**Text extract:**
## BEGIN
At the AutoX, it's is very hard to beat a properly driven/prepped Miata, even with bone stock engine. Harddog is a must, but if you decide to istall yourself, be sure you are confident in your skills.  It takes a lot of time and effort to do the install.

The car is cheap to run and modify. For the driving pleasure and the $$ that the car runs for, it is pretty much impossible to beat.


----------



## Pinecone (Apr 3, 2002)

Akakubi said:


> At the AutoX, it's is very hard to beat a properly driven/prepped Miata, even with bone stock engine.


Compared to what?


----------



## PunchIt (Dec 24, 2002)

Spec Miata! Or find an E30 that is well maintained.


----------



## The Roadstergal (Sep 7, 2002)

The stock Miata shifter and steering response will not make you happy with just about any other regular US car stock.

If you get one without a Torsen or an R package suspension, they're easy to upgrade. Anything is easily added.


----------



## Akakubi (Dec 21, 2001)

Pinecone said:


> Compared to what?


E36 and E46, as well as Z-06's...on Hoosier's. :yikes: On tighter courses locally modded (CSP or SM) Miata's are very formidable. For the $$ and performance/fun factor you gain Miatas are the way to go.

I AutoX one also (stock so far, M-edition) and it is quick! Puts a lot more smiles on my face than my E46 tank.

Track is a different story however. :bigpimp:


----------



## tim330i (Dec 18, 2001)

My vote is for an E30 325is. I believe that is the sports package with factory limited slip diff. Not sure on car pricing but I would guess the parts are not as cheap as the Miata.

The great thing about an older car is that they are easier to work on and you can get parts easier new at local parts stores or at the junk yard. Also people start to get creative with older cars to make things run better which is always fun (if you like tinkering with crap).

EDIT - Merged the two threads for everyone. I also seems that I am in the minority for wanting the E30, damn brand loyalty 

Tim


----------



## Pinecone (Apr 3, 2002)

Akakubi said:


> E36 and E46, as well as Z-06's...on Hoosier's. :yikes: On tighter courses locally modded (CSP or SM) Miata's are very formidable. For the $$ and performance/fun factor you gain Miatas are the way to go.
## END
Raw records:
## BEGIN
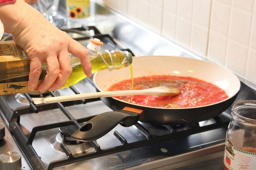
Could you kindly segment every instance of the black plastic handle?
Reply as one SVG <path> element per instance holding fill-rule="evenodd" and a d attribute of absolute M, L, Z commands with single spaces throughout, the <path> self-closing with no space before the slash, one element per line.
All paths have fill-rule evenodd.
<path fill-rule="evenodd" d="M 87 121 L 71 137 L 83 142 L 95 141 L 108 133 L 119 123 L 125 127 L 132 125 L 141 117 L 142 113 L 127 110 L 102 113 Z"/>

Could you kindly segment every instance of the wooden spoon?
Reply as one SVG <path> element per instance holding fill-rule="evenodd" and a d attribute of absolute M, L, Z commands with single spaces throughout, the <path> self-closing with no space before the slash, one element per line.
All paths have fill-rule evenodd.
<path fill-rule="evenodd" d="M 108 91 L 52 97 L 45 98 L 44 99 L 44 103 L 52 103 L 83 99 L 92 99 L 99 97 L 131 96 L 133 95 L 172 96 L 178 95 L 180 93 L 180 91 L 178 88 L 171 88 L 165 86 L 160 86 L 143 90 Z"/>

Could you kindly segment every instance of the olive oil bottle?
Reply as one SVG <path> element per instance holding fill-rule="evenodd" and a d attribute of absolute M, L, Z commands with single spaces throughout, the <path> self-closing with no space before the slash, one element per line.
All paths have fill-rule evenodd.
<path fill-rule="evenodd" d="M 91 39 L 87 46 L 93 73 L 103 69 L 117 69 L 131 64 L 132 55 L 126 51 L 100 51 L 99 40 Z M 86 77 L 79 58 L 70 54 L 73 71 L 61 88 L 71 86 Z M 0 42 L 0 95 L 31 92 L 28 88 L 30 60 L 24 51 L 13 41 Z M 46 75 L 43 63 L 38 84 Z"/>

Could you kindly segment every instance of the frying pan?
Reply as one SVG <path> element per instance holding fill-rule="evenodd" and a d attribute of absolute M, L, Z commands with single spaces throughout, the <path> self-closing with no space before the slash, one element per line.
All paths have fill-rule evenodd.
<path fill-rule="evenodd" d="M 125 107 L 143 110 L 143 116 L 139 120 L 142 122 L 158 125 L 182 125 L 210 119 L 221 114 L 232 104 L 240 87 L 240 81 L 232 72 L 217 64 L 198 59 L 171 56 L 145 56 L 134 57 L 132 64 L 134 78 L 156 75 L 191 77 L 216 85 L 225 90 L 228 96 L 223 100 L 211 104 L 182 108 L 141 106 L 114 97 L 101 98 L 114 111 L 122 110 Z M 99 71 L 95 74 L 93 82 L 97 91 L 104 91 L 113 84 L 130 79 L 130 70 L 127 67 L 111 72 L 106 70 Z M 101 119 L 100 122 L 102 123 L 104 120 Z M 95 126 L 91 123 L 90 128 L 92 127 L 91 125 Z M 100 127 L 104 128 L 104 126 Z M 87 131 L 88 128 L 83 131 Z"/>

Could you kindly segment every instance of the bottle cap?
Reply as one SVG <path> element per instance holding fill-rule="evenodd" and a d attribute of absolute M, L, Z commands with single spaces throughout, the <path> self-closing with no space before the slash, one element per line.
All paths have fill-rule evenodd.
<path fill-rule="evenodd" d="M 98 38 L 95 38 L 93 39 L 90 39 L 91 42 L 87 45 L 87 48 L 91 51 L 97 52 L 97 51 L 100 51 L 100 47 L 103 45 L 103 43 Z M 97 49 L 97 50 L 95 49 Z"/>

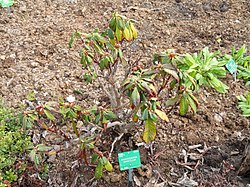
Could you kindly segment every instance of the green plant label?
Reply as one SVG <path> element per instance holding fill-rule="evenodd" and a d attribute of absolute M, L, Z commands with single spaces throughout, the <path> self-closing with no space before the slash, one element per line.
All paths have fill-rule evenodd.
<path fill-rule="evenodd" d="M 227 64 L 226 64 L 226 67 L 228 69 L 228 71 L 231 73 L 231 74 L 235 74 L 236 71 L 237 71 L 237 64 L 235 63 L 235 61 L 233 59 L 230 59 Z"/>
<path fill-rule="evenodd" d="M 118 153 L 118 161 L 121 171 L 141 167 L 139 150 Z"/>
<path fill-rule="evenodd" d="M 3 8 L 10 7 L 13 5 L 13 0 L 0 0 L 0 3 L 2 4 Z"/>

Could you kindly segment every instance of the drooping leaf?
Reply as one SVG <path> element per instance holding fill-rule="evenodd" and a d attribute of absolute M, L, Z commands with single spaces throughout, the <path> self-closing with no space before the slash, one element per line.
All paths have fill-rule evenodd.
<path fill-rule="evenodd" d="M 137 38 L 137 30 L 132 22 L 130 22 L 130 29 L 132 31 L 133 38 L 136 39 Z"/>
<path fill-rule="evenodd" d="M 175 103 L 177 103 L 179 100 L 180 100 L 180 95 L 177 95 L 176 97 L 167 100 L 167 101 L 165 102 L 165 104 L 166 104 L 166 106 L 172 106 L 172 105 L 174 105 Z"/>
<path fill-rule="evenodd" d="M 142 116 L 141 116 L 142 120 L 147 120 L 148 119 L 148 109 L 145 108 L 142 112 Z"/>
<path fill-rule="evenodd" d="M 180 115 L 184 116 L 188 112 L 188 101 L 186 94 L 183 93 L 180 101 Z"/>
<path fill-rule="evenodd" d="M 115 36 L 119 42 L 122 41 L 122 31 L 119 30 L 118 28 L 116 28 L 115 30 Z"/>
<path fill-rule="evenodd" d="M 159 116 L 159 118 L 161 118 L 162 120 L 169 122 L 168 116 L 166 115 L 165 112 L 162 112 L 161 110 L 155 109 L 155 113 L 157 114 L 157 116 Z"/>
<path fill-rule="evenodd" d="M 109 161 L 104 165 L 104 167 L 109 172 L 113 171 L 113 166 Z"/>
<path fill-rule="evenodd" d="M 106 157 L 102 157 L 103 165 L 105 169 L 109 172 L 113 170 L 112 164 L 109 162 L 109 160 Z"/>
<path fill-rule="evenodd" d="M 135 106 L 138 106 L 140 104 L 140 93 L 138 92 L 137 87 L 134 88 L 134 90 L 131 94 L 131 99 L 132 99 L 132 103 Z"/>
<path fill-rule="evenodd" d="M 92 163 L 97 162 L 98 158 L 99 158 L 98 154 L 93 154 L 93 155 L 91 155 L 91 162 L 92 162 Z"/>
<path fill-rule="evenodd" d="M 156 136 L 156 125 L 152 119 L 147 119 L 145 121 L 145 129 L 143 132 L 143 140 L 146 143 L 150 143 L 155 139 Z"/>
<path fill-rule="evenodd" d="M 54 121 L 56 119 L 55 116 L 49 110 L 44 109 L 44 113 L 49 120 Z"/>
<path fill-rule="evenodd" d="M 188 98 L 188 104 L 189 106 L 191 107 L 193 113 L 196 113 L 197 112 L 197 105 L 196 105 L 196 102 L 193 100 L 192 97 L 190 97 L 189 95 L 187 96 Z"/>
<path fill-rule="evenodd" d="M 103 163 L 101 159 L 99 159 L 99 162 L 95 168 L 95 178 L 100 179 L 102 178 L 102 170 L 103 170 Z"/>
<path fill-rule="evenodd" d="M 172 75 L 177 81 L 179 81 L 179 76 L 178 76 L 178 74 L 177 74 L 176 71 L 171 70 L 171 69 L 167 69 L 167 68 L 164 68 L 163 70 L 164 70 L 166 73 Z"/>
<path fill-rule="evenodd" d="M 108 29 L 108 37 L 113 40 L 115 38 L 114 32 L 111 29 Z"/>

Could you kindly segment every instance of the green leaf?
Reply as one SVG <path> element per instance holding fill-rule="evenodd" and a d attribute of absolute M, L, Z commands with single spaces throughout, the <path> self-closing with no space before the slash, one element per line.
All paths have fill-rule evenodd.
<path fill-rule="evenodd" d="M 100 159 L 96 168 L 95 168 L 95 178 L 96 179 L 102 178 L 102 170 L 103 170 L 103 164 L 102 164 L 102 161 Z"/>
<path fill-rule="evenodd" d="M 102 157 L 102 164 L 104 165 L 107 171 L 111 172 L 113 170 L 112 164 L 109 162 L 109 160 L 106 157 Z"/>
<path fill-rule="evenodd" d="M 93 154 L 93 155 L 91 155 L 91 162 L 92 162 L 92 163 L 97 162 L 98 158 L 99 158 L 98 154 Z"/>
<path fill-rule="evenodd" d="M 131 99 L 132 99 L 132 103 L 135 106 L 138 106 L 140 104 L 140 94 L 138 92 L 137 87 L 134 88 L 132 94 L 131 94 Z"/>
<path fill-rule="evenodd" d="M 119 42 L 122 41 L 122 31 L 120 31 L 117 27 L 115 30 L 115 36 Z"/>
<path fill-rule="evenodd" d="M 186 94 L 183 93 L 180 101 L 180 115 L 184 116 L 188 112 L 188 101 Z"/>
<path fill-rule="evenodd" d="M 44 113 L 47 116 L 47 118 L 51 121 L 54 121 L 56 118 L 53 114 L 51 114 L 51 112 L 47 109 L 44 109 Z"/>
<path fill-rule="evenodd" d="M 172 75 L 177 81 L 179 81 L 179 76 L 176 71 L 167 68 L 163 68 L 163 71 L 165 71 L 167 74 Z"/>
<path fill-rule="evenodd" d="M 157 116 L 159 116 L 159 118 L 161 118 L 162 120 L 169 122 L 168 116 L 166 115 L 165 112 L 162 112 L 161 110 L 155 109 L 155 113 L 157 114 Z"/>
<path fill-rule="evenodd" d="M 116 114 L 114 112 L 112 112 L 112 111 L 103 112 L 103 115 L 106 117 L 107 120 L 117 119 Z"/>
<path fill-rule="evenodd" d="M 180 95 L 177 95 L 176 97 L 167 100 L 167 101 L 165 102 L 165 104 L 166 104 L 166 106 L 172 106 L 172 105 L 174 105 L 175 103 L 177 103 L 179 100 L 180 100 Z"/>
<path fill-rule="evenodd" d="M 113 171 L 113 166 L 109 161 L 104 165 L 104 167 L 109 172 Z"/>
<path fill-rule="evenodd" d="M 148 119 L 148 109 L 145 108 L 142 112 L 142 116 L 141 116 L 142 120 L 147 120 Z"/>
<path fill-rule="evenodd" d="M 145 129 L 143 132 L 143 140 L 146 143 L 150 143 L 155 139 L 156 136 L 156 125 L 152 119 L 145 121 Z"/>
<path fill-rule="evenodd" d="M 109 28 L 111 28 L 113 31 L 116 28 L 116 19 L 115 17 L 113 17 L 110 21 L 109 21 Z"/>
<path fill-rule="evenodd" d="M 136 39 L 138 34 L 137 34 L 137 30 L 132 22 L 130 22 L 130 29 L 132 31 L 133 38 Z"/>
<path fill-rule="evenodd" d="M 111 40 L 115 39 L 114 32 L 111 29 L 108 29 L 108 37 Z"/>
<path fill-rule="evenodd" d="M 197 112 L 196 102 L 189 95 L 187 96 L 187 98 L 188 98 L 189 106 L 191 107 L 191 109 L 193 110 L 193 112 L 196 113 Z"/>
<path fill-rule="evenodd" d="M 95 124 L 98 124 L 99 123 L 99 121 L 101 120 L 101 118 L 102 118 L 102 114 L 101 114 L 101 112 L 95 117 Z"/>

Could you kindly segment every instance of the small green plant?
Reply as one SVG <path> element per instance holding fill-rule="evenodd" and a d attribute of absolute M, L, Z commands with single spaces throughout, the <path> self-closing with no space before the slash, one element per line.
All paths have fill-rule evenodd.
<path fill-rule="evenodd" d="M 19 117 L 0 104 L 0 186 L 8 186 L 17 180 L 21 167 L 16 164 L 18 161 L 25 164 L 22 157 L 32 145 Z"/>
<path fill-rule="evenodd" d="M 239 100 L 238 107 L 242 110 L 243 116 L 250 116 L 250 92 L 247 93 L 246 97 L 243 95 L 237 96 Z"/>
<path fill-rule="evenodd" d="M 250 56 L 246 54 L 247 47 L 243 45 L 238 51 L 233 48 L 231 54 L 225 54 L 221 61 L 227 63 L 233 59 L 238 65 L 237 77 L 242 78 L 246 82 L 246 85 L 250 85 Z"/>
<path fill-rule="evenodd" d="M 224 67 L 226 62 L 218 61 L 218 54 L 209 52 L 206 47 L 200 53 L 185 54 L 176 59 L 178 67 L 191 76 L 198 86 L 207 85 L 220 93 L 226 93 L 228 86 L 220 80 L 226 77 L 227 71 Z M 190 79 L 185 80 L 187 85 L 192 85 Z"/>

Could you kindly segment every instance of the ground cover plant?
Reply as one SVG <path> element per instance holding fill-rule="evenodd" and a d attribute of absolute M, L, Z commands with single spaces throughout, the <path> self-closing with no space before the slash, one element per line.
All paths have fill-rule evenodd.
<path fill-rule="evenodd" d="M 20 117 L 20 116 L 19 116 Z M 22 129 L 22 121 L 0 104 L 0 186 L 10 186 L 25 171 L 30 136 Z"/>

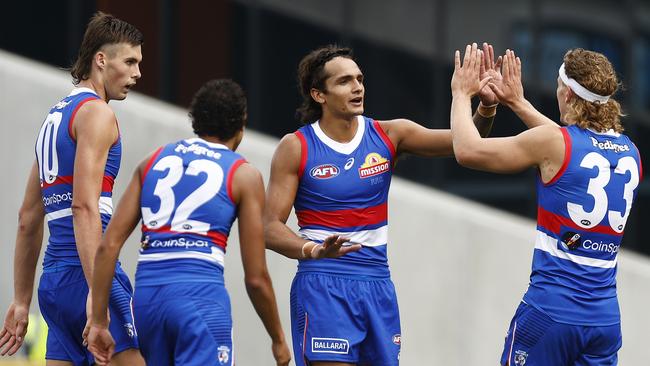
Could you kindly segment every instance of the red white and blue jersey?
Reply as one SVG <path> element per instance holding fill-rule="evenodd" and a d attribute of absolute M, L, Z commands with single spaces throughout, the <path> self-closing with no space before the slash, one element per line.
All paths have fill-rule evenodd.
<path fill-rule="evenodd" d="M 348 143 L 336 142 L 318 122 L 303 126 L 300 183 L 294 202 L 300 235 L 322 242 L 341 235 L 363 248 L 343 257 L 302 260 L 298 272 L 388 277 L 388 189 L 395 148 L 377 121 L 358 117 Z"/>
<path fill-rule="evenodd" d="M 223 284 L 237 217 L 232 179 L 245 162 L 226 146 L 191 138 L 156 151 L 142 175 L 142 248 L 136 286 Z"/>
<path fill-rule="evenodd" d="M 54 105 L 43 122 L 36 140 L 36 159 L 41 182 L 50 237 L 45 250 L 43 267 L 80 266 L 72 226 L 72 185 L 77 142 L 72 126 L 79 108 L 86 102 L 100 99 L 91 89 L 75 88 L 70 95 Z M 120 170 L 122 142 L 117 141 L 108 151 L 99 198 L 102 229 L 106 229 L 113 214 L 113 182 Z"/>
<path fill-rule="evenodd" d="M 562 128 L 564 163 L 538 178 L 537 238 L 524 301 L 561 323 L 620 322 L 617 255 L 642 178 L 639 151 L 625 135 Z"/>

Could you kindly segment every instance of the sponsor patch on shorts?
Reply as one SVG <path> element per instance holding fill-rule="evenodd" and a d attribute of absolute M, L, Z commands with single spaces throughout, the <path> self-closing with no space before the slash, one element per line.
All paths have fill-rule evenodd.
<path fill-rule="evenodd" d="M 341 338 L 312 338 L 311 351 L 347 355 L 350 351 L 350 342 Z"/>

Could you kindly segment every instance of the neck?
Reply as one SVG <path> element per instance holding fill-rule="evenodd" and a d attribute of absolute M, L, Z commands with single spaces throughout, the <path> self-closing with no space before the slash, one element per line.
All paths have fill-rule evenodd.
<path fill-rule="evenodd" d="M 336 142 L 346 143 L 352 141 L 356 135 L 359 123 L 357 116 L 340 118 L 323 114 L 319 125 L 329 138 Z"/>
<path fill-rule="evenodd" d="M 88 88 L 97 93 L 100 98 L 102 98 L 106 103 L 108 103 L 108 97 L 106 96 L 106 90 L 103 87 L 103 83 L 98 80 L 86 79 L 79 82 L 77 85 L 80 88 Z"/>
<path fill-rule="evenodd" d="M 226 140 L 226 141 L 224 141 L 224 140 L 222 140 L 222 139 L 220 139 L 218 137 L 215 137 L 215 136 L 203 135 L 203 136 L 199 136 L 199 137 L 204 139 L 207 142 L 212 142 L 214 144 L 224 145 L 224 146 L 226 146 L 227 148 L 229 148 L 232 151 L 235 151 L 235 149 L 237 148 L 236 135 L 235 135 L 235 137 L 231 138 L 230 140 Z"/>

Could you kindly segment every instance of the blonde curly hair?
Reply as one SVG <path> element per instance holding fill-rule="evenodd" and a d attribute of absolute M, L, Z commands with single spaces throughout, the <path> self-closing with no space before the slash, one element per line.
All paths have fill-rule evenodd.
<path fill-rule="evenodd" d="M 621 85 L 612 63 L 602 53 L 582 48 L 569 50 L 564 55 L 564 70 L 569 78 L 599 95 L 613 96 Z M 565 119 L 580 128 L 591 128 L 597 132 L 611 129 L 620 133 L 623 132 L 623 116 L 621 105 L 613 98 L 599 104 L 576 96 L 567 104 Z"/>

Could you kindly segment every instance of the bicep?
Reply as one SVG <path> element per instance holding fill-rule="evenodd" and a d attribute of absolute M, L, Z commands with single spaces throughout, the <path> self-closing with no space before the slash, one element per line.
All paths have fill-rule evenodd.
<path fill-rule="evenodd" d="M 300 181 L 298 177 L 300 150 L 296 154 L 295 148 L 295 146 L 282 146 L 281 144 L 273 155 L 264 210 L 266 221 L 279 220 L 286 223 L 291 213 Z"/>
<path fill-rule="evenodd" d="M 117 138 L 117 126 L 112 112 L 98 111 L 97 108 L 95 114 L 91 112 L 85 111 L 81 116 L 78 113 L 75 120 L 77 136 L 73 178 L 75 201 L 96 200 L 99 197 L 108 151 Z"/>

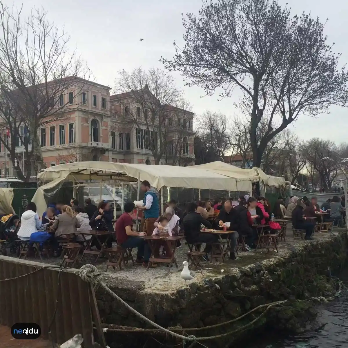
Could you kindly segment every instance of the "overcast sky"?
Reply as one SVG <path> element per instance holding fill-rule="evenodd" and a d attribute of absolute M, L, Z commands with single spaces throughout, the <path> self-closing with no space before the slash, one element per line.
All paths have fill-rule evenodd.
## END
**Written problem:**
Please copy the Miata thread from "## The Roadstergal" to "(Dec 21, 2001)", replacing "Torsen" with "limited-slip differential". The items can be left aside.

**Response for this exercise:**
## The Roadstergal (Sep 7, 2002)

The stock Miata shifter and steering response will not make you happy with just about any other regular US car stock.

If you get one without a limited-slip differential or an R package suspension, they're easy to upgrade. Anything is easily added.


----------



## Akakubi (Dec 21, 2001)